▶ Provided entries
==============================
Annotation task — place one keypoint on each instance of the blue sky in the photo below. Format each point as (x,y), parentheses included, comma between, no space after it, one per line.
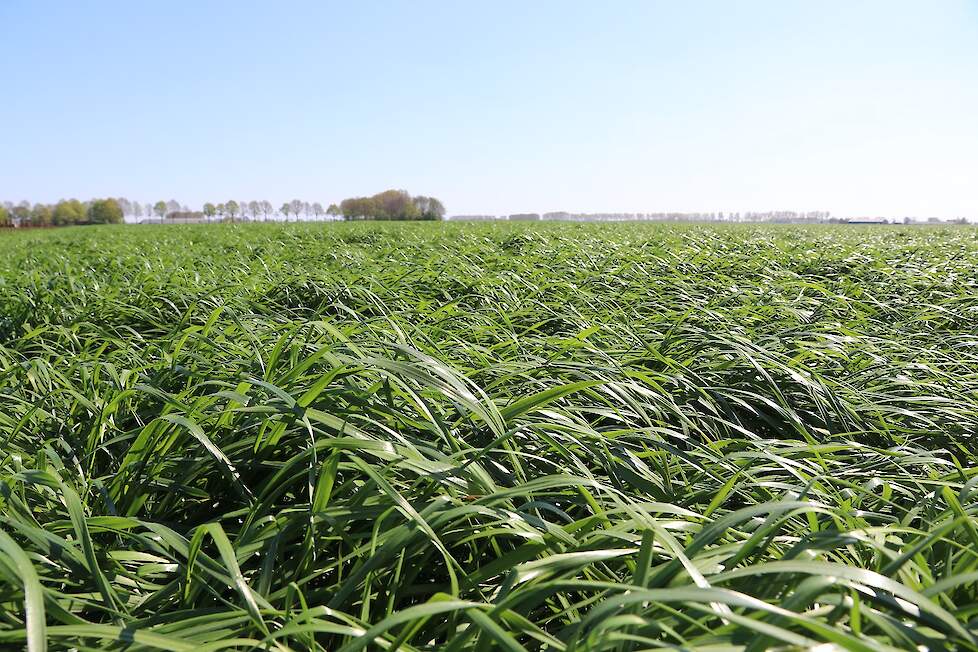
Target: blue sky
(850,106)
==============================
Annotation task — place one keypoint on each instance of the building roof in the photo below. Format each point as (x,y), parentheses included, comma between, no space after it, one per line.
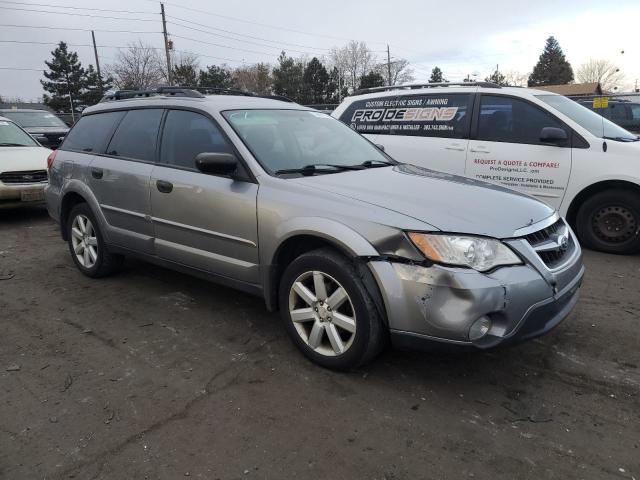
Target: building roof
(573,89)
==============================
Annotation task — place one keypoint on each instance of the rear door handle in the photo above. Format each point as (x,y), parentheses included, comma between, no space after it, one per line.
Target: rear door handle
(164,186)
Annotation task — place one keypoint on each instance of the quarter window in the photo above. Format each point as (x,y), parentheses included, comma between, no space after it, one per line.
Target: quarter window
==============================
▶ What is expected
Copy the data word for word, starting at the line containing "of the rear" and ending with the line containing "Target: quarter window", both of those lines included.

▶ Solution below
Annotation task — place one keypoint on each instance of the rear door handle in the photo above. Format each point as (x,y), parentheses included, comma between, no space after it, one per line.
Target: rear door handle
(164,186)
Annotation task — place one keypoint on each instance of the quarter window in the photo above. Format each point as (x,y), parentheses included, comma between, no space after it, one per line.
Target: quarter window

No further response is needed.